* Start The data *

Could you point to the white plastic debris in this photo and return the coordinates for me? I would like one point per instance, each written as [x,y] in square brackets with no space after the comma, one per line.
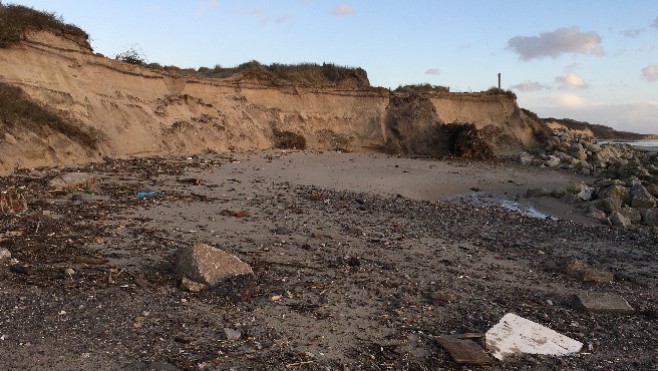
[514,335]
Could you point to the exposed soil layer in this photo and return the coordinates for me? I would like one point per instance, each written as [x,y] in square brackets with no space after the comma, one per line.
[366,280]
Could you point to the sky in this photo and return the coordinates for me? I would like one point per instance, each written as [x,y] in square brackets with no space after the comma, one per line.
[594,61]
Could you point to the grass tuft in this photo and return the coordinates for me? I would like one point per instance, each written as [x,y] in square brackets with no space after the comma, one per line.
[17,20]
[17,109]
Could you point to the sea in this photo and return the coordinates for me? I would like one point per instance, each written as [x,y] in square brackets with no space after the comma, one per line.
[650,145]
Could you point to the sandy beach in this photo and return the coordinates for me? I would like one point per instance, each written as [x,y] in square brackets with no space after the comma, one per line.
[367,261]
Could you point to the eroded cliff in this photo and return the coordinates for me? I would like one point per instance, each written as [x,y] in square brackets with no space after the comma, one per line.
[133,110]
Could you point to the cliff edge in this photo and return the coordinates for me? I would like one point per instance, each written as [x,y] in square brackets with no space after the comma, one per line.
[111,108]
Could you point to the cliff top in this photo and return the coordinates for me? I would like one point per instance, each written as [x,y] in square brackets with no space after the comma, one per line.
[16,21]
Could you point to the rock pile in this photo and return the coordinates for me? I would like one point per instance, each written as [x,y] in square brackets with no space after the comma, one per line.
[625,188]
[568,149]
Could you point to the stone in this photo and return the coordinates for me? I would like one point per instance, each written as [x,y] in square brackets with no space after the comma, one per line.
[525,158]
[514,335]
[640,196]
[604,303]
[232,334]
[609,205]
[581,270]
[5,255]
[597,275]
[464,351]
[650,217]
[578,152]
[192,286]
[596,213]
[209,265]
[616,191]
[537,192]
[13,203]
[619,220]
[553,161]
[582,191]
[653,189]
[631,213]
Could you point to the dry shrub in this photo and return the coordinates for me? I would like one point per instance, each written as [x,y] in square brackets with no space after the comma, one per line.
[16,108]
[288,140]
[16,20]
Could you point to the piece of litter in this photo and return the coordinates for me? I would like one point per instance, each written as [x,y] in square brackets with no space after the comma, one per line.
[514,334]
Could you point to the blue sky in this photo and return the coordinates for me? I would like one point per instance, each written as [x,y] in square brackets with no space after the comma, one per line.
[589,60]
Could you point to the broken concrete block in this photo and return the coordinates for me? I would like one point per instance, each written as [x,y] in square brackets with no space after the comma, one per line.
[209,265]
[464,351]
[514,335]
[604,303]
[192,286]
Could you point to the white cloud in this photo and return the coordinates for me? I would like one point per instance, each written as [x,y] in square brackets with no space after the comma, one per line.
[529,86]
[571,80]
[650,73]
[344,10]
[206,6]
[553,44]
[283,18]
[567,101]
[631,33]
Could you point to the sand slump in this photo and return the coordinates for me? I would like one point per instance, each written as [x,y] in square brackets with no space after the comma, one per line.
[140,111]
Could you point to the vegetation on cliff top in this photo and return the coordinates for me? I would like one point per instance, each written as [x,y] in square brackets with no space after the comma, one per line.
[422,88]
[600,131]
[16,109]
[302,73]
[17,20]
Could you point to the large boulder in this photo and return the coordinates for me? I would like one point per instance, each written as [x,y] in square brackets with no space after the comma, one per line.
[210,266]
[582,190]
[619,220]
[609,205]
[650,217]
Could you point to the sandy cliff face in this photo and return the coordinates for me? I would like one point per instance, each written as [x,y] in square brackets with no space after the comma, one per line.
[136,111]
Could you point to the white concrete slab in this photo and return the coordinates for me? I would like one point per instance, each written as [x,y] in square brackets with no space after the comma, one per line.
[514,335]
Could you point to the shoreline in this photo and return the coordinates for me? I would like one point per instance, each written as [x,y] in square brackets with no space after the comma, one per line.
[367,260]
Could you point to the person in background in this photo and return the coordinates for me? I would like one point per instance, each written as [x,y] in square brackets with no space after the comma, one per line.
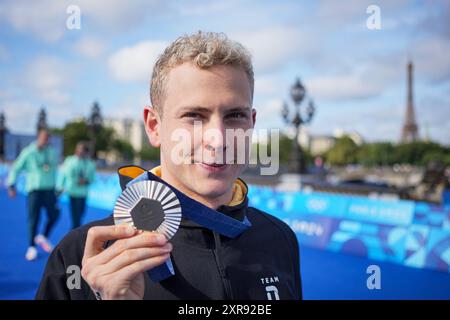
[77,173]
[39,161]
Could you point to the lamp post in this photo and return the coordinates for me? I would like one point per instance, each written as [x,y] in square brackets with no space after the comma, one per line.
[42,119]
[298,92]
[3,131]
[95,125]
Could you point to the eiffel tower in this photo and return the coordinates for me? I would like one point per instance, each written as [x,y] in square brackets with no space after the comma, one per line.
[410,129]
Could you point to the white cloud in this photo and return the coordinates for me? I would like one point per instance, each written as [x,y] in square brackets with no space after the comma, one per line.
[342,87]
[90,47]
[44,19]
[430,58]
[135,63]
[46,78]
[274,47]
[5,55]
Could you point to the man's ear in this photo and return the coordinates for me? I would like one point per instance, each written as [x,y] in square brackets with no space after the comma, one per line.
[152,123]
[254,117]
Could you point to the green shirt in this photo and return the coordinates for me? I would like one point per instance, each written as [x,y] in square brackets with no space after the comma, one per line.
[71,171]
[40,166]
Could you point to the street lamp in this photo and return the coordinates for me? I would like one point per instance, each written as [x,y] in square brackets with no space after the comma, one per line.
[3,131]
[42,119]
[95,125]
[298,92]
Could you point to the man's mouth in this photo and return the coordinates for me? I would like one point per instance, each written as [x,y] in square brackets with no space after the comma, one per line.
[212,167]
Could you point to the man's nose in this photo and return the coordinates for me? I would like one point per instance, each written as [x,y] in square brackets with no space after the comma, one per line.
[214,138]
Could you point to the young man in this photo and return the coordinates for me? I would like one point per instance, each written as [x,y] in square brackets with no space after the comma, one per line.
[77,173]
[39,161]
[199,79]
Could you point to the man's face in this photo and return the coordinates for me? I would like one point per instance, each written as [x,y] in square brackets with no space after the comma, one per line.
[218,99]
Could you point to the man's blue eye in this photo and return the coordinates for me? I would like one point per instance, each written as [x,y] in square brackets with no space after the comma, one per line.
[237,115]
[192,115]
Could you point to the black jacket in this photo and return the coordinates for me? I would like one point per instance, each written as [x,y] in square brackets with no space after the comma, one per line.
[261,263]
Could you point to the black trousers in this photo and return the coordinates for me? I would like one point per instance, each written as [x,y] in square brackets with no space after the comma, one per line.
[37,200]
[77,208]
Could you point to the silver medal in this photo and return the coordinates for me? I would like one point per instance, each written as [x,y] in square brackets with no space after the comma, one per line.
[149,205]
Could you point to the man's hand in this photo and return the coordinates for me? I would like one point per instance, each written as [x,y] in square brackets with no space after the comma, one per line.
[12,192]
[117,271]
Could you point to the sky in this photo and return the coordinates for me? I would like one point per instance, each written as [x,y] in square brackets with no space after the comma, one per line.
[355,75]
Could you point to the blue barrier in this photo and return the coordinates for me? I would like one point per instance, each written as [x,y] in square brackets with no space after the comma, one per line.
[414,234]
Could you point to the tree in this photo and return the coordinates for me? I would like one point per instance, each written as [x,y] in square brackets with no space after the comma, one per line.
[376,154]
[76,131]
[149,153]
[124,149]
[343,152]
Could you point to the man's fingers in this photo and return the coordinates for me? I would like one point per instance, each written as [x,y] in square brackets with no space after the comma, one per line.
[97,236]
[131,256]
[143,240]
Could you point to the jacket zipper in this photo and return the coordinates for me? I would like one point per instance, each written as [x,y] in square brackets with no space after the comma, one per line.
[225,280]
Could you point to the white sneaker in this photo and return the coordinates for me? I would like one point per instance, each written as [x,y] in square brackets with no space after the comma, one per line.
[43,243]
[31,254]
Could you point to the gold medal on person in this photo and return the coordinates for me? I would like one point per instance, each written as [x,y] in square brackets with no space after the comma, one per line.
[149,205]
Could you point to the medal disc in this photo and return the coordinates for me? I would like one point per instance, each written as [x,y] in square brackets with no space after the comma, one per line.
[149,205]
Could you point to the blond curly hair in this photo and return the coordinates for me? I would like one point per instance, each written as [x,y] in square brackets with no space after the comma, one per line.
[204,50]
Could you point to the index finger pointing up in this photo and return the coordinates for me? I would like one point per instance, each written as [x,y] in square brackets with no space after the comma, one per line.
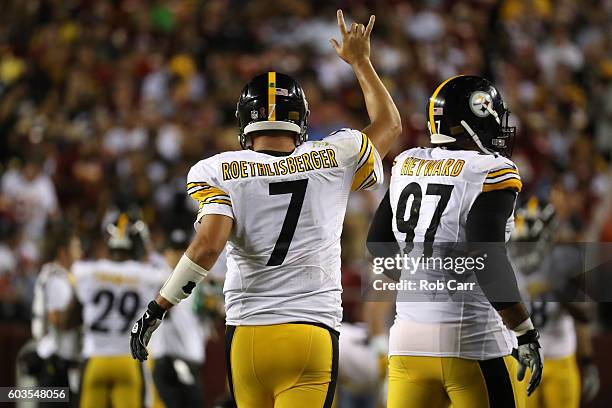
[341,22]
[370,25]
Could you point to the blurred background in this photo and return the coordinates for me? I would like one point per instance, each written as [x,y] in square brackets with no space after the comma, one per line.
[107,102]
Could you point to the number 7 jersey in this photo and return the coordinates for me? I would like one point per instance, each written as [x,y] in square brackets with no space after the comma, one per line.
[283,255]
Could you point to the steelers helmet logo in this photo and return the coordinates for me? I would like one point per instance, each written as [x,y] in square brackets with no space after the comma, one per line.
[481,104]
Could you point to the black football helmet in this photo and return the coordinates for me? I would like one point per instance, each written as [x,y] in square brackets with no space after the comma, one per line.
[126,232]
[272,101]
[470,109]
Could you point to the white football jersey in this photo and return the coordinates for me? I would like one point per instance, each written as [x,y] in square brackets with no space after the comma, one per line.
[283,256]
[113,295]
[431,193]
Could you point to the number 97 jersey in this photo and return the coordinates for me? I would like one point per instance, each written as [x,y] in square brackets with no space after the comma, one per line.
[113,295]
[431,193]
[283,256]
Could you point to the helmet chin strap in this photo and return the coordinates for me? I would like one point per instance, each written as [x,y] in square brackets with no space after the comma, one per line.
[476,139]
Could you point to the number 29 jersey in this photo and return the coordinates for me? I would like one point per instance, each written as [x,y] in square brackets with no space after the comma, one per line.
[113,295]
[283,255]
[431,193]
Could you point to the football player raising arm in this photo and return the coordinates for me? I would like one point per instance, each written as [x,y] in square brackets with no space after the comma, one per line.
[355,50]
[279,206]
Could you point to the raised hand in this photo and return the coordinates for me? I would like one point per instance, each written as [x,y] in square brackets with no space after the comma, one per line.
[355,45]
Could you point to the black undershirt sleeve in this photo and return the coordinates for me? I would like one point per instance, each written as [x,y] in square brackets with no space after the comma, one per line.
[486,226]
[381,242]
[380,229]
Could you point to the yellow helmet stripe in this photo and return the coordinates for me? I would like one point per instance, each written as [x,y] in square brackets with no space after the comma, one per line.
[122,224]
[272,96]
[432,101]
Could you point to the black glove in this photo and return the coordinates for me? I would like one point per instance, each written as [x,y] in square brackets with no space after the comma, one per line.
[529,355]
[143,329]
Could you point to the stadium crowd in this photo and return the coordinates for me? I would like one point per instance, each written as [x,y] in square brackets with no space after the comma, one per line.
[106,103]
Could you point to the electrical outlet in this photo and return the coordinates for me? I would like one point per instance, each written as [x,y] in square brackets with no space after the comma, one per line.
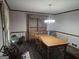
[75,45]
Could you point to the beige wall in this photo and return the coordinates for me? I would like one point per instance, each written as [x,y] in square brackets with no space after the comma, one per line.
[17,21]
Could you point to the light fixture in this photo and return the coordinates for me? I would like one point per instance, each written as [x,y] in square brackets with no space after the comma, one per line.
[50,18]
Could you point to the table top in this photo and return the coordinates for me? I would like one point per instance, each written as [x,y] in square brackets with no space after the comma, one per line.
[49,40]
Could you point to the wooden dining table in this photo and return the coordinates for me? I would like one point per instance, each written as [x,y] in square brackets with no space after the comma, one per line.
[50,42]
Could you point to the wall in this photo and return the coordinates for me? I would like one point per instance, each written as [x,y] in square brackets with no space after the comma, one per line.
[17,21]
[1,41]
[6,16]
[68,23]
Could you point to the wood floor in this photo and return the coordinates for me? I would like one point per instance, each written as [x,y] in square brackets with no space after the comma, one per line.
[35,55]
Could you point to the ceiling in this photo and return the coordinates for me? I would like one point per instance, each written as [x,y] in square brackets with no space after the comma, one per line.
[42,6]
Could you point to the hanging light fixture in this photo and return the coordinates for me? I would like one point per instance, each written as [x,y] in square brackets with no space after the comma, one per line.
[49,18]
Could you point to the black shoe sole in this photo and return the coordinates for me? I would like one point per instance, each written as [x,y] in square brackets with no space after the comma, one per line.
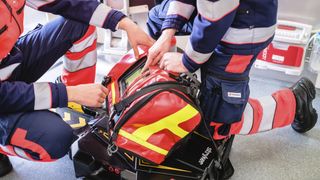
[311,92]
[5,167]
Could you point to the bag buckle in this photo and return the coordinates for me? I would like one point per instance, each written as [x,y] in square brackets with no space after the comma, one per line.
[112,148]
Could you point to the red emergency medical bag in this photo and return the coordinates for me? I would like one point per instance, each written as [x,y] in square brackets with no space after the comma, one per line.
[152,113]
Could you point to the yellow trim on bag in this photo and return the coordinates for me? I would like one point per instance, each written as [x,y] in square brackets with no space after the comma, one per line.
[170,122]
[142,163]
[113,93]
[82,123]
[143,143]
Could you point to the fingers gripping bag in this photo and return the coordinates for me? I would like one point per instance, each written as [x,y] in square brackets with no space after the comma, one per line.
[151,114]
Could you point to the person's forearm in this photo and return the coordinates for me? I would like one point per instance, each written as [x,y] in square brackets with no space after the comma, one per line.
[89,12]
[169,32]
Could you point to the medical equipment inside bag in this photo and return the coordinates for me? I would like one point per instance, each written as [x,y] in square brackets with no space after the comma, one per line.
[153,112]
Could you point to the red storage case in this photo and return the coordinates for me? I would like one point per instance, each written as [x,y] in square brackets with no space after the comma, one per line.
[283,54]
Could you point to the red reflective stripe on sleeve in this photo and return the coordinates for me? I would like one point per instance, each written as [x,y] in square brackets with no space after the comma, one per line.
[78,55]
[216,135]
[238,63]
[83,76]
[90,31]
[7,150]
[285,109]
[19,139]
[236,127]
[5,153]
[257,115]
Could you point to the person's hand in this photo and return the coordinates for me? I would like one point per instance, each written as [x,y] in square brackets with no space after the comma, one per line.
[136,35]
[159,48]
[92,95]
[172,61]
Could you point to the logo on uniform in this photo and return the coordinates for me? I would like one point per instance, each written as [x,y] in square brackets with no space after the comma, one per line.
[205,155]
[234,94]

* End The data *

- _Task_: Repeat exactly the lines above, starting with the line that contains "Could you point to the medical" and ending with the last line, both included, and nothing else.

- _Task solution_:
Could you point to the medical equipment inside bag in this photo and return the coordinates for me? I would like one point per instance, each written as [x,y] in square brackets with no space after the comma, one per line.
[153,112]
Could you point to the red storage case in this photo and return the coordinates for me? I would like one point per instance, each written as [x,y] in square brackets with no space after the comma, one per line.
[283,54]
Could you point to the red reflective stripe on sleeve in this photo and return the coordinates for me? I would like one point per instance, each written as [x,y] in square brackets with no space after the comma, one per line.
[78,55]
[216,135]
[238,63]
[83,76]
[90,31]
[7,150]
[285,109]
[19,139]
[236,127]
[5,153]
[257,115]
Could you point to the person's hand in this photo and return the coordinates for me? I would like one point per instance, each written as [x,y] in square brackets with no space after the comma, one per line.
[136,35]
[159,48]
[92,95]
[172,61]
Could you point to the logo on uniform in this photo and return the coordinates for me? I would like one point per instance, each written as [x,y] in square brackets with no space after the comma, one per line.
[205,155]
[234,94]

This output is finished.